TASK PROMPT: Rewrite the lines from the start through the line containing "point(182, 337)", putting "image" wherever "photo" appears and changing nothing else. Leave the pictures out.

Photo object pointing lines:
[BEGIN]
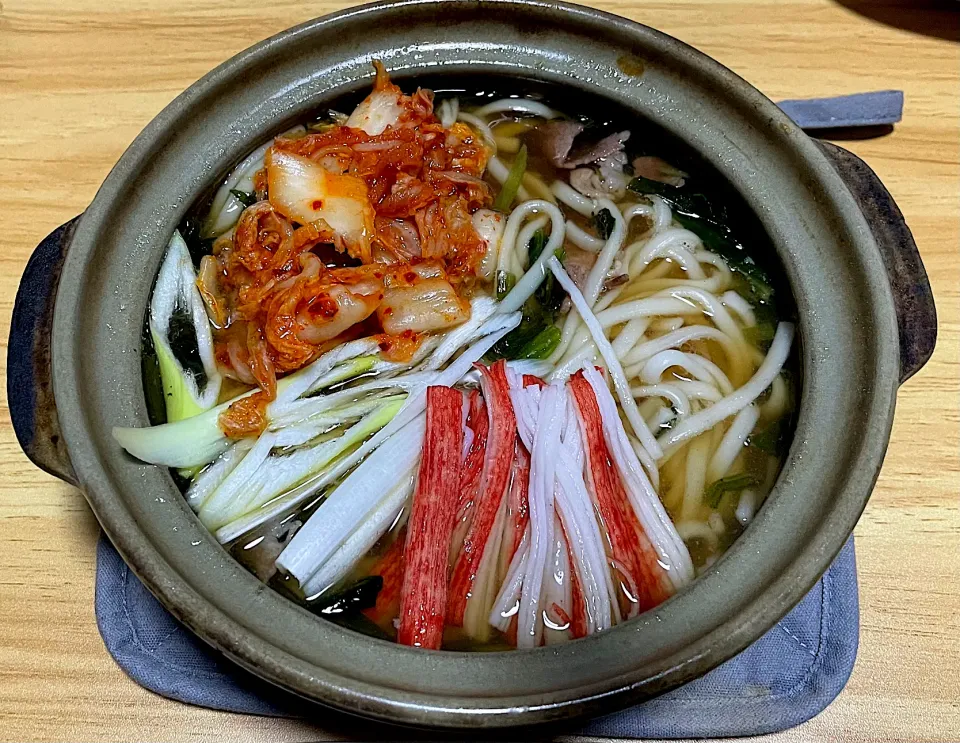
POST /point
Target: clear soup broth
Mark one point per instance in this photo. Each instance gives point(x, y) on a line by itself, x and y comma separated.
point(692, 421)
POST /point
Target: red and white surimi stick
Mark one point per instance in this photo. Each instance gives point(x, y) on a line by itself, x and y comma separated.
point(574, 505)
point(646, 503)
point(644, 580)
point(557, 590)
point(423, 600)
point(476, 427)
point(390, 568)
point(585, 538)
point(518, 509)
point(498, 461)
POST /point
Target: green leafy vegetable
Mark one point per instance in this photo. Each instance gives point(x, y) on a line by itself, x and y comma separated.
point(682, 200)
point(707, 219)
point(352, 599)
point(604, 222)
point(769, 440)
point(504, 283)
point(535, 336)
point(729, 484)
point(549, 293)
point(544, 344)
point(247, 199)
point(511, 185)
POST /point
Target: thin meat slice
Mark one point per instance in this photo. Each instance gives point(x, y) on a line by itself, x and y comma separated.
point(498, 461)
point(633, 557)
point(556, 139)
point(390, 568)
point(424, 595)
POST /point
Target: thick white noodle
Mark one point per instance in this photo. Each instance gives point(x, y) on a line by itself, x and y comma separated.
point(571, 197)
point(732, 404)
point(517, 105)
point(643, 497)
point(677, 397)
point(535, 275)
point(698, 366)
point(479, 125)
point(620, 383)
point(583, 239)
point(732, 443)
point(498, 169)
point(448, 111)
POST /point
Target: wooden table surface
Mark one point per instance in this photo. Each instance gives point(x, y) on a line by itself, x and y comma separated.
point(80, 78)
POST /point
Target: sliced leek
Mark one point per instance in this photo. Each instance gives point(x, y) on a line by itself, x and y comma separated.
point(182, 337)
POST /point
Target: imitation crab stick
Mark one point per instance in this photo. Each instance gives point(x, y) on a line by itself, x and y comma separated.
point(498, 462)
point(390, 568)
point(423, 600)
point(633, 556)
point(477, 425)
point(518, 510)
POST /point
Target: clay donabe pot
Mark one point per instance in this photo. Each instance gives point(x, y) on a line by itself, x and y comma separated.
point(866, 323)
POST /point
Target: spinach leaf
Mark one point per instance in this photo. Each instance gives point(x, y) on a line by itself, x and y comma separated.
point(542, 345)
point(511, 185)
point(505, 281)
point(533, 334)
point(604, 222)
point(770, 439)
point(729, 484)
point(350, 600)
point(247, 199)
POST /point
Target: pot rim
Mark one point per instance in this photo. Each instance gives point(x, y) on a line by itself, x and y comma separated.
point(684, 651)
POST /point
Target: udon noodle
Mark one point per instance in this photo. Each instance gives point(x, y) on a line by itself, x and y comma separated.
point(468, 376)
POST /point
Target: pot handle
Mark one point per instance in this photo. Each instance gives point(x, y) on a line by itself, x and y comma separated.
point(912, 295)
point(29, 389)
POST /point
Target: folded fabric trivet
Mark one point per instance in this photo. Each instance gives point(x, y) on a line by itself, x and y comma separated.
point(882, 108)
point(786, 677)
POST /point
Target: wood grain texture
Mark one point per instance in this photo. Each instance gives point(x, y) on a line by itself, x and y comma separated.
point(80, 78)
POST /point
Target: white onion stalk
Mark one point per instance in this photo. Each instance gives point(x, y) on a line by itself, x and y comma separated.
point(377, 523)
point(193, 442)
point(620, 384)
point(213, 476)
point(176, 294)
point(225, 210)
point(557, 590)
point(491, 332)
point(508, 600)
point(249, 487)
point(598, 273)
point(347, 507)
point(543, 461)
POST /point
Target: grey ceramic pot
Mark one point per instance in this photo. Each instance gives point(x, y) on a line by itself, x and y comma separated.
point(865, 310)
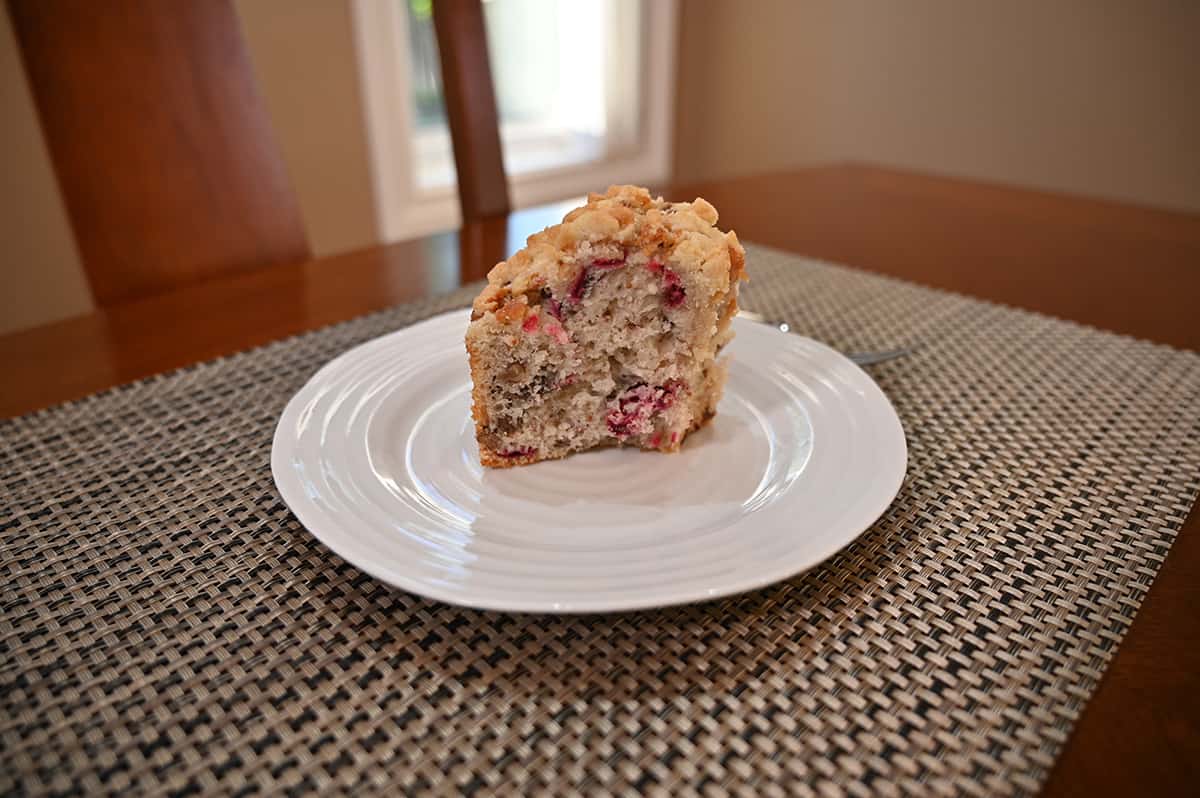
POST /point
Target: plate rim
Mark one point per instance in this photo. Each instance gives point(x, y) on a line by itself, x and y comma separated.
point(293, 495)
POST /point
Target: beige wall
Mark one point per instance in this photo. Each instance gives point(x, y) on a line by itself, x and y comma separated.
point(40, 274)
point(304, 55)
point(1085, 96)
point(305, 61)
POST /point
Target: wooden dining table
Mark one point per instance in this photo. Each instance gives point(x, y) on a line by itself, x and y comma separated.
point(1123, 268)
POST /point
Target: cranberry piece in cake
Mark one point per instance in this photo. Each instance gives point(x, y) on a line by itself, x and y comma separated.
point(604, 330)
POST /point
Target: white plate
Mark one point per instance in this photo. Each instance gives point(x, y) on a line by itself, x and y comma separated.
point(377, 457)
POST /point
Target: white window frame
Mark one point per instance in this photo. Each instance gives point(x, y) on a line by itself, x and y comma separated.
point(403, 211)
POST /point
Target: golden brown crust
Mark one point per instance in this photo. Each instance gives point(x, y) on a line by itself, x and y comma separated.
point(623, 221)
point(630, 216)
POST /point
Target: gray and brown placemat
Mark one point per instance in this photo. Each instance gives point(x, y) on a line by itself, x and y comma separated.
point(168, 627)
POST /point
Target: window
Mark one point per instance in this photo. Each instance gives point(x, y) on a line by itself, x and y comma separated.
point(583, 90)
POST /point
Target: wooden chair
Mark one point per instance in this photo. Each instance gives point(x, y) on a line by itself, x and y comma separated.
point(160, 141)
point(471, 109)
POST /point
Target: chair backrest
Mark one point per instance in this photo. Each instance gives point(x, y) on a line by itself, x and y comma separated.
point(160, 141)
point(471, 108)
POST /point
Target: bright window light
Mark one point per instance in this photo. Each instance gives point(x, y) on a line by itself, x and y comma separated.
point(585, 91)
point(556, 85)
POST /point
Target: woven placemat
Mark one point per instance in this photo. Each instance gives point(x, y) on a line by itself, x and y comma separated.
point(168, 627)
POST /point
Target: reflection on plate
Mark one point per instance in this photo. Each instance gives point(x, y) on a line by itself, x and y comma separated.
point(377, 457)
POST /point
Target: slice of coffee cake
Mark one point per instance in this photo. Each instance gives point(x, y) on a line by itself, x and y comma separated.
point(604, 330)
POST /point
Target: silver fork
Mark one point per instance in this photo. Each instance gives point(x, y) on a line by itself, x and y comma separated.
point(858, 358)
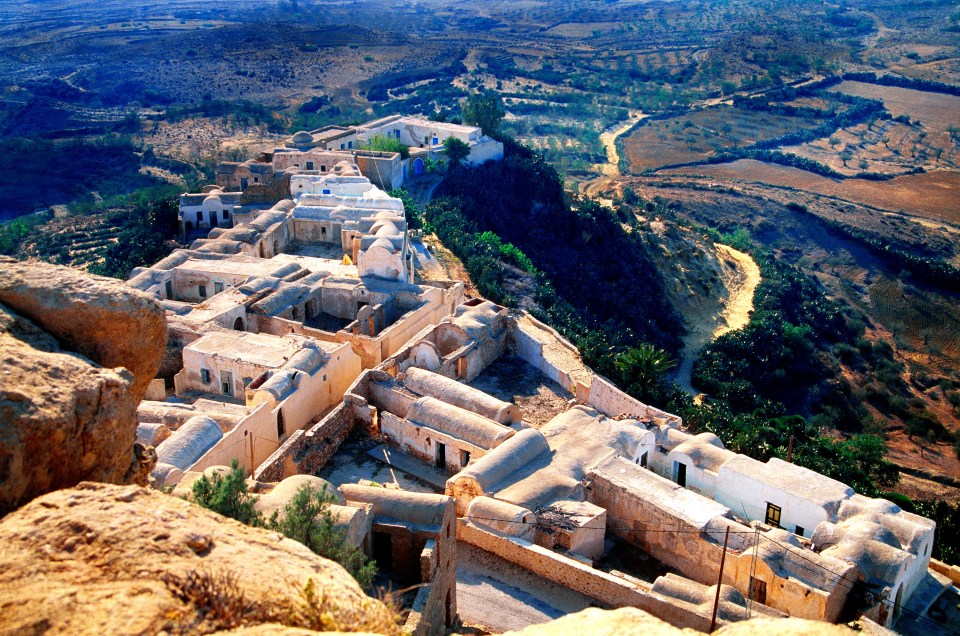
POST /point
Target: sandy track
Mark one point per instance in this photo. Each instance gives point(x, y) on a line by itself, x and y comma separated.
point(609, 140)
point(703, 329)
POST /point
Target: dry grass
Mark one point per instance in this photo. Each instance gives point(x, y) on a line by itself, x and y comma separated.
point(217, 602)
point(699, 135)
point(931, 195)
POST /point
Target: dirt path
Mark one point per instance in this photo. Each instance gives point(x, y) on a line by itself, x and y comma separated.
point(701, 329)
point(609, 140)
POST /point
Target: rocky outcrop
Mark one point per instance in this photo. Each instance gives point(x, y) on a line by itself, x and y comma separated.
point(101, 559)
point(100, 318)
point(63, 417)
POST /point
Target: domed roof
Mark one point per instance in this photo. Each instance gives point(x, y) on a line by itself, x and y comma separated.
point(302, 137)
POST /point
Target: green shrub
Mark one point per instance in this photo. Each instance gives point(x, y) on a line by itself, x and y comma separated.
point(308, 519)
point(227, 495)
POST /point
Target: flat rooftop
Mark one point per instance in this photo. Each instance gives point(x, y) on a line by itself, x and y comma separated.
point(233, 267)
point(798, 481)
point(258, 349)
point(513, 380)
point(315, 259)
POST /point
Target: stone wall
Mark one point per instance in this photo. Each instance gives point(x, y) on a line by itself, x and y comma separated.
point(608, 590)
point(684, 536)
point(607, 398)
point(306, 452)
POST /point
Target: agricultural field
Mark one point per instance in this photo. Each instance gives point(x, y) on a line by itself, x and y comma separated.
point(931, 195)
point(697, 136)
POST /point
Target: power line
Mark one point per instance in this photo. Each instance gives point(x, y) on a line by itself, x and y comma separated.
point(841, 581)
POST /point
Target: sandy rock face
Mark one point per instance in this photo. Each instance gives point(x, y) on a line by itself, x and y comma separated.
point(102, 559)
point(629, 621)
point(62, 420)
point(103, 319)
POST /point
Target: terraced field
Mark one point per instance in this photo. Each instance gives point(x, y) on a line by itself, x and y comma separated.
point(933, 195)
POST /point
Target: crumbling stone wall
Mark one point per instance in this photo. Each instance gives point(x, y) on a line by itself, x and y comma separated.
point(307, 451)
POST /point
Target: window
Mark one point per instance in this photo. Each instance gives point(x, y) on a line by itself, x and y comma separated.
point(440, 459)
point(680, 473)
point(226, 382)
point(773, 515)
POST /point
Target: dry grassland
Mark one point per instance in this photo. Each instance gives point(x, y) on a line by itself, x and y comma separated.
point(934, 195)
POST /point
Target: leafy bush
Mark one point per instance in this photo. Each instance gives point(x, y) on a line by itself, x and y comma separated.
point(227, 495)
point(307, 519)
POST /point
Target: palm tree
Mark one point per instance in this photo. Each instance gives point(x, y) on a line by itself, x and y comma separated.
point(644, 366)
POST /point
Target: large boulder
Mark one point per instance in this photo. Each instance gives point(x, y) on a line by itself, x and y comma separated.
point(77, 355)
point(103, 319)
point(62, 419)
point(102, 559)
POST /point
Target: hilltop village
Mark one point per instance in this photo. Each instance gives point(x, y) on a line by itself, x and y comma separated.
point(296, 320)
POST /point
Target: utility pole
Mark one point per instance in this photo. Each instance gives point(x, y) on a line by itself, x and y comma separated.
point(716, 601)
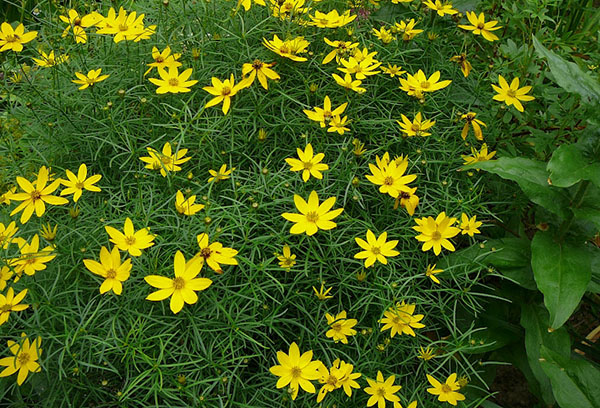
[END]
OUTPUT FOR THIS EXERCISE:
POST /point
Target: clear soup broth
Mark one point per instance in this image. Each instance gives point(x, y) on a line by itself, x and y comma separated.
point(692, 421)
POST /point
Target: red and white surimi stick
Mark one point per instance in this image. Each instance gives point(x, y) on a line by itself, x and y comma separated.
point(574, 505)
point(646, 503)
point(644, 580)
point(557, 590)
point(423, 600)
point(476, 427)
point(390, 568)
point(585, 538)
point(518, 509)
point(498, 461)
POST /point
Target: green leafy vegetable
Mark one point per instance in this image. Each instance gives point(x, y) on a line by itself, x and y comma separated.
point(682, 200)
point(707, 219)
point(352, 599)
point(604, 222)
point(769, 440)
point(504, 283)
point(535, 336)
point(729, 484)
point(549, 293)
point(544, 344)
point(247, 199)
point(511, 185)
POST /point
Target: thin meat slice
Mark one point per instance in this image. Each instance gives point(x, y) on a line by itself, x and y comma separated.
point(498, 461)
point(633, 557)
point(556, 139)
point(390, 568)
point(424, 595)
POST /point
Target: thick white noodle
Mark one point per instance in this image. Each instance gives point(x, y) on a line by itself, x and y comma separated.
point(571, 197)
point(732, 404)
point(517, 105)
point(643, 497)
point(677, 397)
point(535, 275)
point(698, 366)
point(479, 125)
point(620, 383)
point(583, 239)
point(732, 443)
point(498, 169)
point(448, 111)
POST /point
Target: wooden table surface
Mark one point per instance in this image. Each instance gives point(x, y) on a line by itself, x and y comma separated.
point(80, 78)
POST /point
Target: sliced leek
Mark one point per instance in this image. Each instance gives point(x, y) on a line by itself, x and y comma separated.
point(182, 337)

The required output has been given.